━━ Supplied information

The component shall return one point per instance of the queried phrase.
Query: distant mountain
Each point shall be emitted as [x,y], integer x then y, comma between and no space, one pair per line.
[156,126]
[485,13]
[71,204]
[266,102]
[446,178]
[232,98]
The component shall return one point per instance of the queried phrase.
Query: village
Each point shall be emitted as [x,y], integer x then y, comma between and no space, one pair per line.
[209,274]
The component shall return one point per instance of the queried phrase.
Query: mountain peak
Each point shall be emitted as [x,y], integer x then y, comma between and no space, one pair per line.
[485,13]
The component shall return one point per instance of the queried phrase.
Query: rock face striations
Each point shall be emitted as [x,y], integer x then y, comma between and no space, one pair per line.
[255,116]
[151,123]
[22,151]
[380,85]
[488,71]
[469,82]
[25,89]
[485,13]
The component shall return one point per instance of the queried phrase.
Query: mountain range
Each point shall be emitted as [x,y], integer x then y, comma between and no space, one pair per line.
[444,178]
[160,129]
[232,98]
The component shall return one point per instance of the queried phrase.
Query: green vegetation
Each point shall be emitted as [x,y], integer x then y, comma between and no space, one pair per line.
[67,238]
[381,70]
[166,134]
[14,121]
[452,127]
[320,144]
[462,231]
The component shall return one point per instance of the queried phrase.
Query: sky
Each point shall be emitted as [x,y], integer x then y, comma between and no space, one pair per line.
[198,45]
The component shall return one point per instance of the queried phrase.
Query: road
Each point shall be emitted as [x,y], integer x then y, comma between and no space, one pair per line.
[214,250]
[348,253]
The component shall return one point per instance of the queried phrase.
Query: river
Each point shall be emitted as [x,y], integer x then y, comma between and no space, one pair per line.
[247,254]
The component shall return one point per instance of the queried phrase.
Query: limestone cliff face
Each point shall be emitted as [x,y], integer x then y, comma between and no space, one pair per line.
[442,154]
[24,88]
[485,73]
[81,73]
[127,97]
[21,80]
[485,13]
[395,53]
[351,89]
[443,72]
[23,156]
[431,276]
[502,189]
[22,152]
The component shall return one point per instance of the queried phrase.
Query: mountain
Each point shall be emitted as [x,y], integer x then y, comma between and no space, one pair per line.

━━━━

* **What you will do**: Reproduce every entry shown above, precisely as it stands.

* **The solution**:
The component shall return one point per instance of the queried phrase.
Query: distant mountain
Each point shall be emitted as [x,y], integer x then y, comma between and no space, one pair per line.
[156,126]
[485,13]
[71,204]
[266,102]
[446,178]
[232,98]
The component shall return one point per instance of the queried phrase.
Query: village
Each point shall be emitted as [x,y], integer x then y, comma between and no space, one pair per line.
[209,274]
The component shall return one point per instance of the queried phrase.
Query: mountain peak
Each point shall be emitted as [x,y], integer x then y, comma between and no space, one pair per line.
[485,13]
The component shall return one point per instance of the queried phrase.
Query: rock face striations
Each point shall be emitted as [x,y], integer x then y, comma between and no space, one pair per line.
[255,116]
[151,123]
[22,151]
[380,85]
[488,71]
[469,82]
[25,89]
[485,13]
The component shall return one point per instance of the queried phrase.
Query: mountain range
Each point shall be emitted as [x,y], integer x then y, comma between and no space, one pair per line.
[444,178]
[160,129]
[232,98]
The component shall return one point per instance of the queried phrase.
Query: green vegetation
Each point shall be emitted as [x,y], integer x then y, comma between and no space, one pair per line.
[67,238]
[381,70]
[166,134]
[14,121]
[452,127]
[320,144]
[462,231]
The component shall return one point per instance of the queried phrase.
Query: sky
Each point shall be emitted as [x,y], integer x then y, comma between and no space, one pair per line.
[198,45]
The component shall return one point per instance of the queried phrase.
Query: road
Each point shall be emitted as [x,y], integer x then y, comma between and no space, one pair per line.
[214,250]
[348,253]
The component shall return one point per instance of the queried phrase.
Query: river
Each point shall be emitted as [x,y], integer x then y, comma between and no space, one pair per line.
[247,254]
The component shall return one point per instance of the queried phrase.
Query: limestone cliff face
Each point shall be emitted as [x,y], integer x then y, comma between and no space, one pair per line.
[442,154]
[24,88]
[485,73]
[81,73]
[127,97]
[21,80]
[485,13]
[395,53]
[351,89]
[443,72]
[23,156]
[431,276]
[502,189]
[22,152]
The component shall return one point per instance of the queried phrase.
Query: mountain
Each point shall be emitted as [x,y], integer x then y, comma between and no space, one pair per line.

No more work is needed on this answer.